WHAT YOU ARE ASKED TO DO: Where an entry contains an image, skip the image and print the rest exactly.
-- EXTRACTED MATERIAL follows --
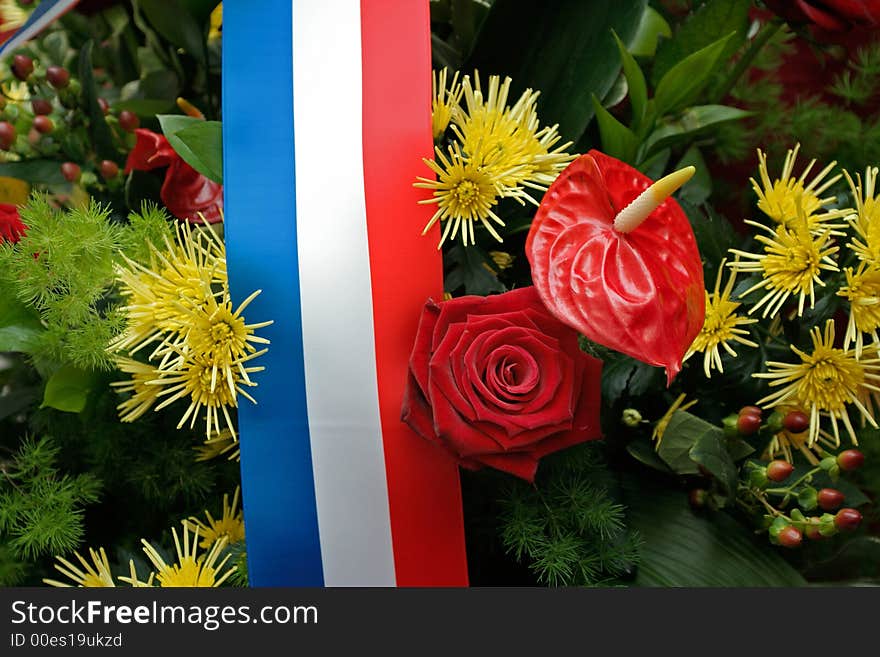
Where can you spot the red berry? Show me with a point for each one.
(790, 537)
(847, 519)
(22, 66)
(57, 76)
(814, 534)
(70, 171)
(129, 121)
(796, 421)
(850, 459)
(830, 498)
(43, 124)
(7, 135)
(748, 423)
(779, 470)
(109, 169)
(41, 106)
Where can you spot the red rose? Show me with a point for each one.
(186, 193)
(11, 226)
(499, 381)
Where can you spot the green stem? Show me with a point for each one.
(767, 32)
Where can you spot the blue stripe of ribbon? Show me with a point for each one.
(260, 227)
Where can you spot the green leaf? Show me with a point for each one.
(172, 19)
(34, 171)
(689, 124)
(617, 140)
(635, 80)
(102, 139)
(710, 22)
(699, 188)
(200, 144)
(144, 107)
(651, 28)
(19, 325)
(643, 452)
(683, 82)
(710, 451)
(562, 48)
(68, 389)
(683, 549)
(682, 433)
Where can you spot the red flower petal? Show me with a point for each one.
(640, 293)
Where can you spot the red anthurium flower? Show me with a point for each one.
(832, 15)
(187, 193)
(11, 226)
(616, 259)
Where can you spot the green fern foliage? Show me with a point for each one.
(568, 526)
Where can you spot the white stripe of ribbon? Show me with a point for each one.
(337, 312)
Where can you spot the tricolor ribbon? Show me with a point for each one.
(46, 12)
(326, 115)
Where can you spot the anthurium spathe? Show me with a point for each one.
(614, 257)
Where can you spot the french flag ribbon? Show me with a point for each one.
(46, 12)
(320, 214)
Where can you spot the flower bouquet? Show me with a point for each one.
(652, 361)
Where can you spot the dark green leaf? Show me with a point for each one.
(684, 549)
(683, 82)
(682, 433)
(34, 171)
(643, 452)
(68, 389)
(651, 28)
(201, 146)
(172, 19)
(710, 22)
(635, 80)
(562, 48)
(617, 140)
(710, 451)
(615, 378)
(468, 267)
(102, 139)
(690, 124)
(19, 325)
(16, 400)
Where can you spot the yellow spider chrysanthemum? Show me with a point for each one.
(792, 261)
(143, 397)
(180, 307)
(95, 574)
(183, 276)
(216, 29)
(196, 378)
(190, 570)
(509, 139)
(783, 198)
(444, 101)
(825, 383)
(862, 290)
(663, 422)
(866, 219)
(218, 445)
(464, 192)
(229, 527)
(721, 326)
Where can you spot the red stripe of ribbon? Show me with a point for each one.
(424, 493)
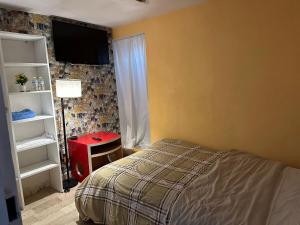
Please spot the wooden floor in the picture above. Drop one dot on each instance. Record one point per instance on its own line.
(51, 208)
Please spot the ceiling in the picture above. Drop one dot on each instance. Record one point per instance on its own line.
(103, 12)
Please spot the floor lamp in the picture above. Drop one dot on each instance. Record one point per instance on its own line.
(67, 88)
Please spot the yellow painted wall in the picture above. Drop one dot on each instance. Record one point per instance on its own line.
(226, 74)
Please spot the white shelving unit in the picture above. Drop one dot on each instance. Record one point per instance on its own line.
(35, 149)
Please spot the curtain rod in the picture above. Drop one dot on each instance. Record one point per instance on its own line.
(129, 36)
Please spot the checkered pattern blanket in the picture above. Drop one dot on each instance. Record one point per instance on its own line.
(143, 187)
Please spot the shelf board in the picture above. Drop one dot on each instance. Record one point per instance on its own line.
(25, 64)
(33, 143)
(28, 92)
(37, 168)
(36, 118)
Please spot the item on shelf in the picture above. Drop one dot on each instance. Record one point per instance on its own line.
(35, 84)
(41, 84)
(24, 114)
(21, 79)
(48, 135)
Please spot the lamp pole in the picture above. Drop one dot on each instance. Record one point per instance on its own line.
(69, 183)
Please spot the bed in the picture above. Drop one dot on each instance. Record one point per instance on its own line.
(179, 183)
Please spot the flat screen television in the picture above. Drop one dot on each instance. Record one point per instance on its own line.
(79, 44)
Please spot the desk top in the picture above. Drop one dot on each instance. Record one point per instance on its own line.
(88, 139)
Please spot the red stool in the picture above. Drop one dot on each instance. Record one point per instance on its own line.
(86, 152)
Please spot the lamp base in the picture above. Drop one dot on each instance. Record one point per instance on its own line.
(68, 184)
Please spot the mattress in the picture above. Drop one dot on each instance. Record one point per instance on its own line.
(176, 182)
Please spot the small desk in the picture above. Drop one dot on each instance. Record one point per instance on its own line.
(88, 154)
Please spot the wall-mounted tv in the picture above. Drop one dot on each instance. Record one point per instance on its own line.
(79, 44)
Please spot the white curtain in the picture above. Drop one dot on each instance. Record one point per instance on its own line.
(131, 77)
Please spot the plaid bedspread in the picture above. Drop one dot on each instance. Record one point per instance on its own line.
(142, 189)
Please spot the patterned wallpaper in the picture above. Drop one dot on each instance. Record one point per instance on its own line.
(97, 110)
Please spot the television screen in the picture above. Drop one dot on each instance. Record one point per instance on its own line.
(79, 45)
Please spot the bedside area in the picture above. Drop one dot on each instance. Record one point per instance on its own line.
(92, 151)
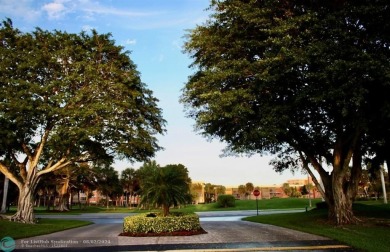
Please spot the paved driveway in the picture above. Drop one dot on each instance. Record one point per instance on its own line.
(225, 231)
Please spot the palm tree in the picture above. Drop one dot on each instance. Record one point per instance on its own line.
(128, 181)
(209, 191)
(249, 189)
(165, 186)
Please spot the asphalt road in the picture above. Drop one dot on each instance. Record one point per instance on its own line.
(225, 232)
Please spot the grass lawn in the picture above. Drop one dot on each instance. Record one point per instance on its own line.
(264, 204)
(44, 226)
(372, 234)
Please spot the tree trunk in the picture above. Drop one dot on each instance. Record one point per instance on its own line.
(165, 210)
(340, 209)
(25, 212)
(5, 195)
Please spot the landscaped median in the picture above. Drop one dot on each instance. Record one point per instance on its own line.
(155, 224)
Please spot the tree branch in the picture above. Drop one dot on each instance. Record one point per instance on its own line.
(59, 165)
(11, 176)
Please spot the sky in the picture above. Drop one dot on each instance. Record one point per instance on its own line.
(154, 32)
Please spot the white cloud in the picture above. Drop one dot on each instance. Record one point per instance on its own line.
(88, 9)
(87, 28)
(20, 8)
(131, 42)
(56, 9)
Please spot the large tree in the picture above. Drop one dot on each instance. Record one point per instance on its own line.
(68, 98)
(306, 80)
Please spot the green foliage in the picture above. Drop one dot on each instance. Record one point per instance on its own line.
-- EXTRACTED MATERIAL concluded --
REPLY:
Where can you spot the red berry? Show me with a point for each one.
(790, 537)
(847, 519)
(22, 66)
(57, 76)
(814, 534)
(70, 171)
(129, 121)
(796, 421)
(850, 459)
(830, 498)
(43, 124)
(7, 135)
(748, 423)
(779, 470)
(109, 169)
(41, 106)
Where can you spot the red rose? Show me with a point for each one.
(186, 193)
(11, 226)
(499, 381)
Where can you spot the green stem? Show me with a point for each one.
(767, 32)
Where can you spot the blue stripe of ribbon? Show me with a point for each one.
(260, 227)
Where can you spot the green leaf? Show me with a point for each one.
(172, 19)
(34, 171)
(689, 124)
(617, 140)
(635, 80)
(102, 139)
(710, 22)
(699, 188)
(200, 144)
(144, 107)
(651, 28)
(19, 325)
(643, 452)
(683, 82)
(710, 451)
(562, 48)
(68, 389)
(683, 549)
(682, 433)
Where can you spot the red flower petal? Show me with a point for each one.
(640, 293)
Where can you spot the red anthurium flower? Show me with a point for each one.
(832, 15)
(187, 193)
(11, 226)
(616, 259)
Where can you spot the green fern foliage? Show me with a point for each one.
(568, 526)
Where can you spot the white stripe of ribbon? Show me with a point for each one.
(337, 312)
Where can you spot the tricolor ribbon? Show me with a point for each one.
(46, 12)
(326, 115)
Where can you spot the anthurium spathe? Show me with a point for each one.
(614, 257)
Where can you spot the french flag ribbon? Show me with a point for each one.
(46, 12)
(320, 214)
Where can you spot the flower bouquet? Show me with a point for each one.
(652, 361)
Where can you spot the dark green leaf? Show me with a point for each one.
(684, 549)
(683, 82)
(682, 433)
(34, 171)
(643, 452)
(68, 389)
(651, 28)
(201, 146)
(172, 19)
(710, 22)
(635, 80)
(562, 48)
(617, 140)
(710, 451)
(615, 378)
(468, 267)
(102, 139)
(690, 124)
(19, 325)
(16, 400)
Where can you spot the yellow spider chrysanthemum? Show me with a point for each one.
(792, 261)
(143, 397)
(180, 307)
(95, 574)
(183, 276)
(216, 29)
(196, 378)
(190, 570)
(509, 139)
(783, 198)
(444, 101)
(825, 383)
(862, 290)
(663, 422)
(866, 219)
(218, 445)
(464, 192)
(229, 527)
(721, 326)
Where can you spot the red stripe of ribbon? Show me with a point for each one.
(424, 493)
Please spot the wooden floor in the picture above. Drop one dot on each instance. Record one point per instance on its own line.
(51, 208)
Please spot the ceiling in the picture above. Drop one dot on each instance. Record one point per instance on its own line.
(103, 12)
Please spot the floor lamp in the picture above. Drop one dot on each instance. Record one point per instance on its own line.
(67, 88)
Please spot the yellow painted wall in the picture above. Drop one dot on each instance. Record one point per instance on its own line.
(226, 74)
Please spot the white shelving unit in the picture above. Drop one dot on each instance. Record one point per instance on its own line.
(35, 149)
Please spot the curtain rod in the picture above. Drop one dot on each instance. Record one point per instance on its own line.
(129, 36)
Please spot the checkered pattern blanket in the picture above. Drop one dot on each instance. Record one point per instance on its own line.
(143, 187)
Please spot the shelf board in the picture above. Drop one dot on each instance. Record one point per instance on its own line.
(25, 64)
(33, 143)
(28, 92)
(37, 168)
(36, 118)
Please spot the item on shelf in the picture above. Drop one dot on each instance. Record one point per instance on its own line.
(35, 84)
(41, 84)
(24, 114)
(21, 79)
(48, 135)
Please spot the lamp pole in the picture above. Drop one dot on each instance. Record one point per instance on its own line.
(69, 183)
Please spot the bed in the picture above. Drop one dot on each instance. Record one point per instance on its own line.
(179, 183)
Please spot the flat screen television in the picture above. Drop one dot on each instance. Record one point per instance on its own line.
(79, 44)
Please spot the desk top in the picture above. Drop one dot on each instance. Record one point per instance on its own line.
(88, 139)
Please spot the red stool in the picture above. Drop one dot on each instance. Record one point per instance on its own line.
(86, 152)
Please spot the lamp base in the picture above. Drop one dot on each instance. Record one point per instance on its own line.
(68, 184)
Please spot the mattress in the picture above. Drop one dot on each instance. Record one point per instance on its own line.
(176, 182)
Please spot the small desk in the picture above. Drop one dot on each instance. Record one point per instance on its own line.
(88, 154)
Please spot the wall-mounted tv in the picture above. Drop one dot on each instance. Record one point per instance on its own line.
(79, 44)
Please spot the white curtain in the picture above. Drop one dot on each instance. Record one point per instance on its own line.
(131, 77)
Please spot the plaid bedspread in the picture above. Drop one dot on each instance. Record one point per instance on its own line.
(142, 189)
Please spot the patterned wallpaper in the picture above. Drop one dot on each instance. Record one point per instance on its own line.
(97, 110)
Please spot the television screen in the picture above. Drop one dot on each instance. Record one point per instance on its own line.
(79, 45)
Please spot the bedside area in the picture above. Drop one dot on each instance. Record one point per instance on its own line.
(92, 151)
Please spot the paved driveway in the picture above. Drop one dot on each instance. Record one point per instance on its own line.
(225, 231)
Please spot the palm tree in the picture above. Drop one dot on each instance. Record one point per instance on its own line.
(128, 181)
(209, 191)
(249, 189)
(165, 186)
Please spot the asphalt road in the picture above. Drop one dot on each instance. Record one point per instance on its own line.
(225, 232)
Please spot the grass lawn in the picture above. Drop one dot on each instance. Record one point per instance on its own line.
(264, 204)
(44, 226)
(372, 234)
Please spot the tree trunk in the picture above. Drop one dot on each instance. Record one point per instance on its own line.
(165, 210)
(340, 209)
(25, 212)
(5, 195)
Please spot the landscaped median in the picture above. Drop one dot on each instance. Record one point per instance on its own line.
(155, 224)
Please spot the tree branch in the picture above. Drop one dot on each instance. Record one point per instance on its own line.
(59, 165)
(11, 176)
Please spot the sky in the picture above. Drop one dot on each instance. Record one point per instance on its own line.
(154, 32)
Please spot the white cloud in the picture above. Drop one dot on each instance. Record one point per instance on its own line.
(88, 9)
(87, 28)
(20, 8)
(131, 42)
(56, 9)
Please spot the large tree in the picture above. Drop one dot on each instance. Record one point per instance on its own line.
(68, 98)
(306, 80)
Please spot the green foliage in the picture above. Drop one dot on each instance. Record one point per instance on its own line.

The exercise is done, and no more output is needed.